## Page excerpt
========================================================================

10/07/2008

NOSTALGIA ALERT: The Cubs -- The World's Longest Post. 



Ever since the playoffs started, I've heard a lot of people crying about how the Cubs let them down again in the post season. Acting like someone took a pliers to one of their ribs and twisted it. Cut the drama. I don't care.

The 2003 playoffs---the whole Steve Bartman thing...the posting on Craigslist, then having to get in a weird car on 5th Avenue to re-sell the Yankees World Series tickets I foolishly purchased because I was certain the Cubs would be coming to town to face them--this all was very painful to me.

In 2008, I am at peace.

I've been a Cubs fan since the mid 1970s. My dad used to pull me out of school to go to Cubs games. To Opening Day. Every year. We were not rich. But this was, for some, reason a priority. They were a horrible, horrible team. But they had Bruce Sutter, when and if they needed him. They also had Larry Biitner and Tarzan Joe Wallis and Ivan DeJesus.

I had been at Wrigley Field the day it was announced that Elvis was dead. We were watching NBC News at Bernie's after the game.

I learned about politics from the bleacher bums.

I learned about Bill Veeck's gimmicks from my dad.

I was given the finger by a kid my age once, walking down the street near the stadium. He was sitting in an open window. I was staring.

Phillies 23, Cubs 22 I was at this game. We went from Eau Claire to Chicago in a semi truck. Took a bus from the far north side to the ballpark. Took a train to the suburbs, afterwards. Rode in a car to the airport. And flew home. This is how crazy we were.

At home in Wisconsin, I'd race to the store to buy the Chicago Tribune every day in the summer, then clip all of the Cubs stuff out of it. Glue it to something. That fucking Sam Zell won't even distribute a hard copy of the paper in Eau Claire, Wisconsin, any more. I don't blame him. How could that have ever been profitable? Still, he's a fucking reptile.

I've had Dave Kingman ask me what my problem was when I asked him for an autograph.



He was driving a little Oldsmobile or Buick two-door out of the team parking lot, where eager fans would congregate for hours, it seemed. I was 9. My dad would point to Bernie's, then wander over there, leaving me to wait it out. After the Kingman incident, the Cubs head of security was having a beer at Bernie's before it became frat hell. They used to LOCK their doors after games. Bernie didn't want customers. The security guy was named Joe Dawson. He was a crotchety old timer. He overheard my tale of woe. He said Kingman was a dumb son-of-a-bitch. The next day Dawson let me sit in the Cubs dugout during batting practice. I could have stayed the whole game, but I got freaked out when I saw the players running in from the field. Ernie Banks was doing some job for the team then. He was wearing a yellow blazer, hanging around the dugout. He signed my glove. Dawson later handed me a paper sack with an autographed ball from Kingman. He walked us through the radio and TV area. We were two shlubs from only a few hundred miles away. Dawson treated us like we were visiting diplomats. I'd like to find his relatives. Send them a card or something.

========================================================================

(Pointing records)
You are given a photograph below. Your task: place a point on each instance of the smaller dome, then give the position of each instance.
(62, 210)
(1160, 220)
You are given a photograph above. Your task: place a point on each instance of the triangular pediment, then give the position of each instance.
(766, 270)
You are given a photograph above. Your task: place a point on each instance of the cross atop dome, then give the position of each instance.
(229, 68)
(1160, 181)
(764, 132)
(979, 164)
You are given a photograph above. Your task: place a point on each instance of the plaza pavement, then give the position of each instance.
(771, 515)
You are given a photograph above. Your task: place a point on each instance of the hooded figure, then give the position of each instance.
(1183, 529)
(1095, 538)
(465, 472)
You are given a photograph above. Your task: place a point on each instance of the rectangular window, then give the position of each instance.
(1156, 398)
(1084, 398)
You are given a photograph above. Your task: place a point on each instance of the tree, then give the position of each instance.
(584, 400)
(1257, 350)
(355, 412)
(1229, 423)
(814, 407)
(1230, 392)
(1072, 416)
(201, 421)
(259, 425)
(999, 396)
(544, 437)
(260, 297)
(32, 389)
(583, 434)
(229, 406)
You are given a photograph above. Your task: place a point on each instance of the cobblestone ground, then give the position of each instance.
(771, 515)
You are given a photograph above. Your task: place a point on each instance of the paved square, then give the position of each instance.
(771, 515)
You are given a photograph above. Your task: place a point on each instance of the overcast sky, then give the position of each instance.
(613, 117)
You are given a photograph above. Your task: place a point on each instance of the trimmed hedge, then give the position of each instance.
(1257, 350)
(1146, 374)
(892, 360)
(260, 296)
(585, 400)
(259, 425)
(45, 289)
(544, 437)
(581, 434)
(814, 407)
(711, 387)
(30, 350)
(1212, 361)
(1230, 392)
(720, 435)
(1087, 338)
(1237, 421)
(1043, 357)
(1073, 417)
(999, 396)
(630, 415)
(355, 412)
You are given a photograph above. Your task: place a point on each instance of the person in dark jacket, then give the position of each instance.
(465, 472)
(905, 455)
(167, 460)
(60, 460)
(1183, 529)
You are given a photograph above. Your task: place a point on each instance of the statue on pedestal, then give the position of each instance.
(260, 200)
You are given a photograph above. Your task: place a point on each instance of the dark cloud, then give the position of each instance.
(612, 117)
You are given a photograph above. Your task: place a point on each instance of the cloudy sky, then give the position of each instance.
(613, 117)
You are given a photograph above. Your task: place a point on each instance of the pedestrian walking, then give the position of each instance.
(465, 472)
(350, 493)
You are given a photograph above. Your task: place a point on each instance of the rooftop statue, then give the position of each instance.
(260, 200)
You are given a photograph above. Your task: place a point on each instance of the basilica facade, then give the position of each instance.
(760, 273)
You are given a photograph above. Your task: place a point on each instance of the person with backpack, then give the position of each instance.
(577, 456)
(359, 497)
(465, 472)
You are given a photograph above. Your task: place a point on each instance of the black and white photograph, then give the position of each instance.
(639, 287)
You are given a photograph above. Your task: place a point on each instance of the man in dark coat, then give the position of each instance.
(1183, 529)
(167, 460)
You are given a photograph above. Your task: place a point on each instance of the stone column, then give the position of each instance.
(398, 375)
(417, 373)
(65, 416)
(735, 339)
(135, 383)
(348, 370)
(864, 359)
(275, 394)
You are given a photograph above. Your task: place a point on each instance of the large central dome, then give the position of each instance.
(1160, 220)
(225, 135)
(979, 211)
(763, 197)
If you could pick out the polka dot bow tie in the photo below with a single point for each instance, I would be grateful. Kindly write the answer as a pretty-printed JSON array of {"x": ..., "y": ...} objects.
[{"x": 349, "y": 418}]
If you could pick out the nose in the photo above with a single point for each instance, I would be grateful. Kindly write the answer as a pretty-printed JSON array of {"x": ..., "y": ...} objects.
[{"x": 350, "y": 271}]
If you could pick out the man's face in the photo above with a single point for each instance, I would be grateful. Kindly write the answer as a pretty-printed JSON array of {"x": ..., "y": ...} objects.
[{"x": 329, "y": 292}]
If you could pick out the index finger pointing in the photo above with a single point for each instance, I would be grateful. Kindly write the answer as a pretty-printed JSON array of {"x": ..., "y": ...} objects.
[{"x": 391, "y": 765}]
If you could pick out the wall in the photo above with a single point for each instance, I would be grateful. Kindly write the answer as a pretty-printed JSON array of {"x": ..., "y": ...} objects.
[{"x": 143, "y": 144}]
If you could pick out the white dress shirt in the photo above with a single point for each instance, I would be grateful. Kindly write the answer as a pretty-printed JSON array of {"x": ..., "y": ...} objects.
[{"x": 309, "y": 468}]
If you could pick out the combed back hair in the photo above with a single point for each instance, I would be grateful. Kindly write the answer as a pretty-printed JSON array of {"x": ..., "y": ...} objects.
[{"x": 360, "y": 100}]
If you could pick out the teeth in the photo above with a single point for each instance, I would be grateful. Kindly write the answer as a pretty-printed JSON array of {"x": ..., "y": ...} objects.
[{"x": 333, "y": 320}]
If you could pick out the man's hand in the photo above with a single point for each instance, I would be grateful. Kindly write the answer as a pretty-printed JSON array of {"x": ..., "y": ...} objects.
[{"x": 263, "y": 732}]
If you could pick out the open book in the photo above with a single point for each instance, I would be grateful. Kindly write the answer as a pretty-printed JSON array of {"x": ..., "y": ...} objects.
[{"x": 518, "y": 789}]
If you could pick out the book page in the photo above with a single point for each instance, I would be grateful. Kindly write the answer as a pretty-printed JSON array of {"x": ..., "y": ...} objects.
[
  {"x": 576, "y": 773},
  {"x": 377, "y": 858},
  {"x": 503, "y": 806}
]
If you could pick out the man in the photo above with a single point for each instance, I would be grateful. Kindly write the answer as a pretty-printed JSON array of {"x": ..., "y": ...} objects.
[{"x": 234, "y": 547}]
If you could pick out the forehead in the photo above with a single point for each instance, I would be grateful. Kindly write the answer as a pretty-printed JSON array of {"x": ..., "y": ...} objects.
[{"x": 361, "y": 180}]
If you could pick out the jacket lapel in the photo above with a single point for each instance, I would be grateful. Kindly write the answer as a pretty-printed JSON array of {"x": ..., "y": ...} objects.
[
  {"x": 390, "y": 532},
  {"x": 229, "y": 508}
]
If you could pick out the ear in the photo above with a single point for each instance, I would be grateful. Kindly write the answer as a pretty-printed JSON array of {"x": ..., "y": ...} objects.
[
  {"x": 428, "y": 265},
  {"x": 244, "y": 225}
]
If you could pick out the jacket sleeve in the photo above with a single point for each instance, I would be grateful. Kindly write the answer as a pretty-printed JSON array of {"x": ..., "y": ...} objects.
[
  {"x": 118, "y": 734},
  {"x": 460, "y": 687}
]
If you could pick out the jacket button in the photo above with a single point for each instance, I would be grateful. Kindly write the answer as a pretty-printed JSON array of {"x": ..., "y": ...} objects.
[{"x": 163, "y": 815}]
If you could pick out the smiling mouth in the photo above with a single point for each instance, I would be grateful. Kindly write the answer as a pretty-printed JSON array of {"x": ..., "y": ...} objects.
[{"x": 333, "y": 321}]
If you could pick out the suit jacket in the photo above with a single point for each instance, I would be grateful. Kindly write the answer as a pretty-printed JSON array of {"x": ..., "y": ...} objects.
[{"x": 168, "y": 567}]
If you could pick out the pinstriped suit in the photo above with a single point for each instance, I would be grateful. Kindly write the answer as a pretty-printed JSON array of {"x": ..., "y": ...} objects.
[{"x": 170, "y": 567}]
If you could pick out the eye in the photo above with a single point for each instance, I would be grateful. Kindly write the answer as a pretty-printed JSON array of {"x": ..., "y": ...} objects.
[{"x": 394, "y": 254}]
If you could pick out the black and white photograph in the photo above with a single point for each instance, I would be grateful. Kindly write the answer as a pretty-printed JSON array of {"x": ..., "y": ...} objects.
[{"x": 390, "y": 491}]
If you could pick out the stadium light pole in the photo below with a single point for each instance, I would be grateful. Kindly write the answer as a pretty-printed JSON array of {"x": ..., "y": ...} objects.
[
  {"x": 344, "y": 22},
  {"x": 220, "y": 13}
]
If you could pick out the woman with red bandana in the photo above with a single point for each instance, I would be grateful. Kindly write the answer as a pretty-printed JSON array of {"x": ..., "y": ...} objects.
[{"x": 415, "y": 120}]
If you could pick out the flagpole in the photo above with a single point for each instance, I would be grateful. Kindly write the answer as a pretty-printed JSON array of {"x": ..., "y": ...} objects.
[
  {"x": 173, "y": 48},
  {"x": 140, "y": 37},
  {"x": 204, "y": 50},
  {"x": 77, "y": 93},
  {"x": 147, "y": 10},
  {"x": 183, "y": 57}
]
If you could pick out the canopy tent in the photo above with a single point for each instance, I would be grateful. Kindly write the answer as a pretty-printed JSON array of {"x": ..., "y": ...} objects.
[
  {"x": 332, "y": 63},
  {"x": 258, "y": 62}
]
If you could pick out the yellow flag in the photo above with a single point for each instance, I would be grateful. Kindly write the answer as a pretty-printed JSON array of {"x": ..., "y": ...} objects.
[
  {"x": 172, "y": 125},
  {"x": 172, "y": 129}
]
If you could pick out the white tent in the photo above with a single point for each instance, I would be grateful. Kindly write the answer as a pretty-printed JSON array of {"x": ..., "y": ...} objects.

========================================================================

## What you should do
Rewrite the Cubs post starting with "I had been at" and going on through "I was staring.", putting "grandstand regulars" wherever "bleacher bums" appears.

## Full solution
I had been at Wrigley Field the day it was announced that Elvis was dead. We were watching NBC News at Bernie's after the game.

I learned about politics from the grandstand regulars.

I learned about Bill Veeck's gimmicks from my dad.

I was given the finger by a kid my age once, walking down the street near the stadium. He was sitting in an open window. I was staring.